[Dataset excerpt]
────────
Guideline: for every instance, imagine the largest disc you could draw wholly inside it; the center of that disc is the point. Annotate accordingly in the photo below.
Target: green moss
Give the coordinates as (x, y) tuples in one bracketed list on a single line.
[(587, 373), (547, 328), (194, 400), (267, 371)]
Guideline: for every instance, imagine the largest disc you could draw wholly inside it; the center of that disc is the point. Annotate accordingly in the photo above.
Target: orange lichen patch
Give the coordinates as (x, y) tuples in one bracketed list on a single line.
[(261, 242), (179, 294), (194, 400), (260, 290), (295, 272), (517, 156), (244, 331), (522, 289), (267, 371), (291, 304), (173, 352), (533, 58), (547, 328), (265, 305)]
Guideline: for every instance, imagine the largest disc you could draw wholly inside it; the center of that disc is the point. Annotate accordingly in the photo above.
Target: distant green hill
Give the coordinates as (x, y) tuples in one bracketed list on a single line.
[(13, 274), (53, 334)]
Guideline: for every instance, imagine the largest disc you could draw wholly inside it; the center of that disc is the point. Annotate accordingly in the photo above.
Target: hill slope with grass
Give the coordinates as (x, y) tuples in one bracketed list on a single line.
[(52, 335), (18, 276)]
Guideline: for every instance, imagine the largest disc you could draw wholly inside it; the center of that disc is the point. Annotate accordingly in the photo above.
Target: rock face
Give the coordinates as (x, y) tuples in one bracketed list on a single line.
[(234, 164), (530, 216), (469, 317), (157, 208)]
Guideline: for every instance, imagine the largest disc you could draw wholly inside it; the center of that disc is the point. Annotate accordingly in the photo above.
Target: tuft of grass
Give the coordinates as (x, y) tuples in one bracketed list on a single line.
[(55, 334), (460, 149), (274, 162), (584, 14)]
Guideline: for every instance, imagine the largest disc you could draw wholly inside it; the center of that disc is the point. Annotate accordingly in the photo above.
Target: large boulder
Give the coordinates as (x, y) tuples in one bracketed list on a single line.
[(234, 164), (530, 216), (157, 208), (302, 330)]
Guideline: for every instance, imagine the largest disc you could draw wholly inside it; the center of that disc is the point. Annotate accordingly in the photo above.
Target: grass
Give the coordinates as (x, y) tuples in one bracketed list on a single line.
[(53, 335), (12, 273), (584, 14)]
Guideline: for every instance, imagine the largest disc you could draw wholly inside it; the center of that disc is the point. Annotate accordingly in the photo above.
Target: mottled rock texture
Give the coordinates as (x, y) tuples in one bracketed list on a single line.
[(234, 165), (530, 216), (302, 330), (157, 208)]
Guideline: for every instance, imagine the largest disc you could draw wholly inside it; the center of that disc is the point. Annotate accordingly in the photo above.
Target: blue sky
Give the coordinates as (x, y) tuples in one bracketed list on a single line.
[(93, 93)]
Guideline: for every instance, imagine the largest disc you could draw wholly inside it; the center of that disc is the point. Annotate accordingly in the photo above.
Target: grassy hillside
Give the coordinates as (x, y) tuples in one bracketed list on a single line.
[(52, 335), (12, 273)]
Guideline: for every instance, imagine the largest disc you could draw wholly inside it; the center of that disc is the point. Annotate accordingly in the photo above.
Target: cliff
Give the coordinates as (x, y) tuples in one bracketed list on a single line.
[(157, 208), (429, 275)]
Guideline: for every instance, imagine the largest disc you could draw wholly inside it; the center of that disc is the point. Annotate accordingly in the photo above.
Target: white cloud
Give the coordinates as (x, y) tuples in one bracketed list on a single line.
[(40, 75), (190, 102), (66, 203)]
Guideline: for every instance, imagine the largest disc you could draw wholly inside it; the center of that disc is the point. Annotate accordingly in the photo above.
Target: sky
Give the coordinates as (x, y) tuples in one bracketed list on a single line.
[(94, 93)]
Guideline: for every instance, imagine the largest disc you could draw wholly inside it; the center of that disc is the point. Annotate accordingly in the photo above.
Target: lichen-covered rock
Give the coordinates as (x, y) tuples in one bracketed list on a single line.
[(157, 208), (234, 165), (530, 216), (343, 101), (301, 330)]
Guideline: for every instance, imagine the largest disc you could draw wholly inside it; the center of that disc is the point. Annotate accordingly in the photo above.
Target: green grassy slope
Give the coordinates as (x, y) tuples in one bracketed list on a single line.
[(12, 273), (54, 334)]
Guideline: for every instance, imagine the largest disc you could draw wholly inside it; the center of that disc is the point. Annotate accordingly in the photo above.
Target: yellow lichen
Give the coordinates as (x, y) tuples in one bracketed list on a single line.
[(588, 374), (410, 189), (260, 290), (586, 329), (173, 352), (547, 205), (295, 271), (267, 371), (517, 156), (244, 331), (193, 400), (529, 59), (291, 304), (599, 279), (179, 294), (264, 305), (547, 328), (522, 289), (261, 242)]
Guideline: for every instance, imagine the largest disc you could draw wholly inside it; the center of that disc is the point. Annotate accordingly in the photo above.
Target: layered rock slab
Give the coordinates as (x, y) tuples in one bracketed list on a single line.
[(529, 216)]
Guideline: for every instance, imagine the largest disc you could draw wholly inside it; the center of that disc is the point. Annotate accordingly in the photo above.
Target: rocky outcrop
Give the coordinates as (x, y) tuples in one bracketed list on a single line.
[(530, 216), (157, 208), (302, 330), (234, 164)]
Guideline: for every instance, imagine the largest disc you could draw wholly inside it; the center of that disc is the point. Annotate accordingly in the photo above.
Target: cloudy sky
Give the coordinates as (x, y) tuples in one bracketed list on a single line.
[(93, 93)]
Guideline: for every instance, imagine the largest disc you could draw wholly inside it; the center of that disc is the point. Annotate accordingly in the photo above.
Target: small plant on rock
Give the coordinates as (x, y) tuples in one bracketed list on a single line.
────────
* **What you have to do**: Extract the full listing above without altering anything.

* **Task result**:
Guideline: for every instance, imagine the largest disc you could draw wholly inside it; the center of that disc is the point. Annotate accordingly in the photo below.
Target: green moss
Give the coordinates as (x, y) tuples in one bracketed list on a single line.
[(587, 373), (547, 328), (194, 400), (267, 371)]
Guideline: for every instance, imagine the largest disc you could draw wholly inside it; the center of that disc is the point. Annotate accordingly in the photo above.
Target: orange lichen patch
Give the coordinates as (x, y) tuples in one bracketed list on a single line.
[(261, 242), (179, 294), (194, 400), (260, 290), (295, 272), (517, 156), (244, 331), (522, 289), (267, 371), (291, 304), (173, 352), (533, 58), (547, 328), (265, 305)]
Guideline: for every instance, imagine the largest disc you could draw wholly inside it; the center of that disc is the point. Annotate accordingly in the photo above.
Target: distant green hill
Give the coordinates as (x, y) tuples in one bracketed list on a single line.
[(13, 274), (53, 334)]
Guideline: for every instance, imagine the largest disc you could draw wholly inside it; the center of that disc is the point. Annotate accordingly in the photo above.
Target: hill slope with grass
Give the coordinates as (x, y) tuples in one bracketed list on a single line.
[(52, 335), (18, 276)]
Guideline: for every instance, imagine the largest disc you could draw wholly inside it; the center of that disc is the point. Annotate accordingly in the photo above.
Target: rock face
Give the coordinates as (x, y) tuples in one bracketed list on a single line.
[(234, 164), (530, 216), (469, 317), (157, 208)]
Guideline: for every instance, imagine the largest disc you could draw wholly inside it; the center of that disc is the point. Annotate accordingly in the photo above.
Target: tuft of grass
Give the coordinates as (x, y) tuples in one bracketed list on a single line.
[(55, 334), (460, 149), (274, 162), (584, 14)]
Guideline: for every instance, imagine the largest disc you could draw wholly inside it; the center of that disc is the point. Annotate accordingly in the photo above.
Target: large boulder
Give the coordinates as (x, y) tuples in one bracketed list on a single line.
[(234, 164), (530, 216), (157, 208), (302, 330)]
Guideline: for every instance, imagine the largest disc you could draw wholly inside it; the center of that disc is the point. Annotate accordingly in the photo above.
Target: grass
Give the coordinates as (x, y) tuples in one bracketed list on a single line.
[(53, 335), (12, 273), (584, 14)]
Guideline: for every instance, imagine the largest disc you could draw wholly inside it; the center of that disc is the point. Annotate accordingly in the photo above.
Target: mottled rock texture
Give the coordinates as (x, y) tuples in one bracketed list on a single line.
[(234, 165), (530, 216), (302, 330), (157, 208)]
Guideline: for every instance, imagine the largest disc you could draw wholly inside it; the center of that disc is the point. Annotate accordingly in the photo above.
Target: blue sky
Give the coordinates as (x, y) tuples in one bracketed list on a single line.
[(93, 93)]
Guideline: for every instance, imagine the largest disc you could draw wholly inside it; the center of that disc is the point. Annotate accordingly in the photo above.
Target: grassy hillside
Give the coordinates as (x, y) tuples in one bracketed list on a single line.
[(52, 335), (12, 273)]
Guideline: for every instance, imagine the largest disc you could draw wholly inside it; the center of that disc is the point. Annotate accordingly in the photo above.
Target: cliff
Give the coordinates as (x, y) tuples in one bracketed list on a single line.
[(157, 208), (429, 275)]
Guideline: for every instance, imagine the largest disc you could draw wholly inside it; the center of that disc is the point. Annotate accordingly in the photo above.
Target: white cloud
Give the coordinates as (x, y) tuples in one bracketed list on a single line.
[(40, 75), (190, 102), (66, 203)]
Guideline: for every instance, imagine the largest disc you could draw wholly inside it; the center of that disc is the point. Annotate accordingly in the photo above.
Target: sky
Give the coordinates as (x, y) tuples in one bracketed list on a single line.
[(94, 93)]
Guideline: for every instance, imagine the largest disc you could draw wholly inside it; the center of that disc is the point. Annotate accordingly in the photo above.
Target: lichen-covered rock
Give the coordinates as (x, y) tuples in one bracketed list on a single line.
[(157, 208), (234, 165), (530, 216), (343, 101), (301, 330)]
Guideline: for every instance, imagine the largest disc you could draw wholly inside it; the center of that disc is the point. Annotate accordingly in the photo above.
Target: green grassy slope
Give the coordinates as (x, y) tuples in one bracketed list on a single line.
[(12, 273), (54, 334)]
Guideline: for every instance, imagine the largest disc you could draw wholly inside it; the center of that disc is the point. Annotate accordingly in the photo above.
Target: yellow lichen
Give the coordinates as (x, y) tuples in one bracketed list on a single line.
[(588, 374), (410, 189), (260, 290), (586, 329), (173, 352), (547, 205), (295, 271), (267, 371), (517, 156), (244, 331), (193, 400), (529, 59), (291, 304), (599, 279), (179, 294), (264, 305), (547, 328), (522, 289), (261, 242)]
Guideline: for every instance, imagine the largest disc you could draw wholly inside it; the center of that disc is the point. Annotate accordingly in the photo above.
Target: layered rock slab
Give the coordinates as (x, y) tuples in one bracketed list on a single line.
[(529, 216)]
Guideline: for every instance, imagine the largest disc you could draw wholly inside it; the center of that disc is the point. Annotate accordingly in the photo above.
Target: rocky outcrop
Give the coordinates as (x, y) tuples in one bracketed list on a single line.
[(530, 216), (157, 208), (302, 330), (234, 164)]
Guideline: for every instance, imagine the largest disc you could draw wholly inside it; the center of that disc is the point. Annotate accordingly in the photo above.
Target: cloudy sky
Give the coordinates as (x, y) tuples in one bracketed list on a single line.
[(93, 93)]
Guideline: for every instance, imagine the largest disc you could draw wholly inside it; the center of that disc is the point. Annotate accordingly in the photo above.
Target: small plant on rock
Give the coordinates as (x, y) tuples in one bracketed list on a single line.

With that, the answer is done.